▶ **Übungstext**:
Die Bern-Utopie von Matthias Stürmer (EVP)

von Dinu Gautier 2. Oktober 2012

Gemeinderatskandidat Matthias Stürmer berichtet aus seiner utopischen Zukunft: Berns Verwaltung ist völlig transparent. Eine Bern-App bringt städtische Dienstleistungen und demokratische Mitwirkung in die Hosentasche der Bürgerinnen und Bürger.

«Noch 2012 hatte die Verwaltung in Bern ein schlechtes Image. Sie arbeite zu langsam, sie sei zu teuer, sie sei inkompetent, sie lege einem Steine in den Weg, hiess es.

Heute ist Bern die weltweit führende Open-Government-Stadt: Der Kontakt zu den Behörden ist in fast allen Bereichen auch digital möglich, es herrscht weitestmögliche Transparenz und die Bürgerinnen und Bürger können sich viel stärker konstruktiv mit Ideen und Kritik einbringen.

«Früher war man unheimlich stolz auf die direkte Demokratie – dabei konnte man nur Ja oder Nein sagen.»

▶ **Aufgaben**:
1 - Beantworte anhand des Textes zur Bern-Utopie diese Fragen:
(a) Für welches Amt kandidiert Matthias Stürmer?
(b) Welches Image hatte die Verwaltung in Bern noch 2012?
(c) Worauf war man früher laut dem letzten Satz unheimlich stolz?
2 - Aktualisiere im Text zur Bern-Utopie den Abschnitt von „Die Bern-Utopie von“ bis „Weg, hiess es.“, indem du „Verwaltung“ durch „Stadtverwaltung“ ersetzt.
3 - Schreibe den Text zur Bern-Utopie im Anschluss an seinen letzten Satz weiter.
Die Datensätze haben mit dem Text zur Bern-Utopie nichts zu tun.

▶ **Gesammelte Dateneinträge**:
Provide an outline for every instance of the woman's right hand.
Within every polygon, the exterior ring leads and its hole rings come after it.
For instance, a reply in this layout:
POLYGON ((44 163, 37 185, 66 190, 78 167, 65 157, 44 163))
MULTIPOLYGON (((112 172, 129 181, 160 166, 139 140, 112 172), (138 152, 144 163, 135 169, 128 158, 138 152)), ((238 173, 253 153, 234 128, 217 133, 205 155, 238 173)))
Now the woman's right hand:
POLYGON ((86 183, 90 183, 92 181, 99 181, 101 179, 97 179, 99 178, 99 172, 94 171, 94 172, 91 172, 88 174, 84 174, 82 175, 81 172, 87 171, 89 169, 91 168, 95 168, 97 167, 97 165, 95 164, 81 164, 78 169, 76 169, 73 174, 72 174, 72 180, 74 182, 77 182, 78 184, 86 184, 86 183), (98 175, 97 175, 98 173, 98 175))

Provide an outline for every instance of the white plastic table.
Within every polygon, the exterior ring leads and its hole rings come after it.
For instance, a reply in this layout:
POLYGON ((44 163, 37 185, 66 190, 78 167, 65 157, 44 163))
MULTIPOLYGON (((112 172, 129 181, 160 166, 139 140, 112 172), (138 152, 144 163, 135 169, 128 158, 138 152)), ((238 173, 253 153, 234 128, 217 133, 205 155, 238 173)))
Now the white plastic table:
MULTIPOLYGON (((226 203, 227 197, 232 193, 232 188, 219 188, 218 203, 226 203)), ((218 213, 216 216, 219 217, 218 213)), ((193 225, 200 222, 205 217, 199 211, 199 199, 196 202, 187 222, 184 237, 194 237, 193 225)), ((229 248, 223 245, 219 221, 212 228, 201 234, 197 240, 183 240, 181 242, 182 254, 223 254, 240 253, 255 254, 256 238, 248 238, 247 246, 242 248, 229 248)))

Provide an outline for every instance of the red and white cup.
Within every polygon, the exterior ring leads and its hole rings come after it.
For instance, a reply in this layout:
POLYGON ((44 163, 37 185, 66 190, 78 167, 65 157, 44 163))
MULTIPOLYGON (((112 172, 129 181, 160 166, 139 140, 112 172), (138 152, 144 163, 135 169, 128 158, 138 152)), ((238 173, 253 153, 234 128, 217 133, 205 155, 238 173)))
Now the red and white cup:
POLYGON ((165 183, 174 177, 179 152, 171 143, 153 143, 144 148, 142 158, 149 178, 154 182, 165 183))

▶ **Lösungen**:
1 -
(a) Er kandidiert für den Gemeinderat.
(b) Sie hatte ein schlechtes Image.
(c) Man war auf die direkte Demokratie stolz.

2 -
Die Bern-Utopie von Matthias Stürmer (EVP)

von Dinu Gautier 2. Oktober 2012

Gemeinderatskandidat Matthias Stürmer berichtet aus seiner utopischen Zukunft: Berns Stadtverwaltung ist völlig transparent. Eine Bern-App bringt städtische Dienstleistungen und demokratische Mitwirkung in die Hosentasche der Bürgerinnen und Bürger.

«Noch 2012 hatte die Stadtverwaltung in Bern ein schlechtes Image. Sie arbeite zu langsam, sie sei zu teuer, sie sei inkompetent, sie lege einem Steine in den Weg, hiess es.

3 -
Matthias Stürmer, EVP

Wie werden die Steuereinnahmen der Stadt im Detail ausgegeben? Welches Kadermitglied der Verwaltung verdient wie viel? In welchem Stadium des Bewilligungsverfahrens ist mein Baugesuch? Wie schaut die Agenda eines bestimmten Gemeinderats für den heutigen Tag aus? In welcher Gegend hat die Polizei am meisten Delikte registriert? Antworten auf diese und viele andere Fragen bietet die Stadt heute online an. Man muss nicht wie früher danach fragen, die Daten sind da. Nicht publiziert werden lediglich Informationen, die die Privatsphäre von Drittpersonen oder die Sicherheitsinteressen der Verwaltung bedrohen würden.

Vorbildlich an Bern ist aber nicht in erster Linie die Transparenz an sich – andere Gemeinden und sogar Länder kennen sie auch –, sondern die Art und Weise, wie die hiesige Verwaltung die Daten aufbereitet und visualisiert. Besonders beliebt ist die sogenannte Bern-App. Wer damit durch die Stadt geht, der wird – wenn er das will – per Piepston darauf aufmerksam gemacht, wenn er eine Stelle passiert, an der beispielsweise ein neues Gebäude geplant ist. Der Bern-App-Nutzer sieht auf dem Display, wie das Gebäude aussehen soll, in welchem Stadium die Planung ist, was es kostet, wer es bezahlt und welche Firma es bauen soll. Und, ganz wichtig: Er erfährt, wie er sich mit Verbesserungsvorschlägen, Kritik oder Ideen einbringen kann.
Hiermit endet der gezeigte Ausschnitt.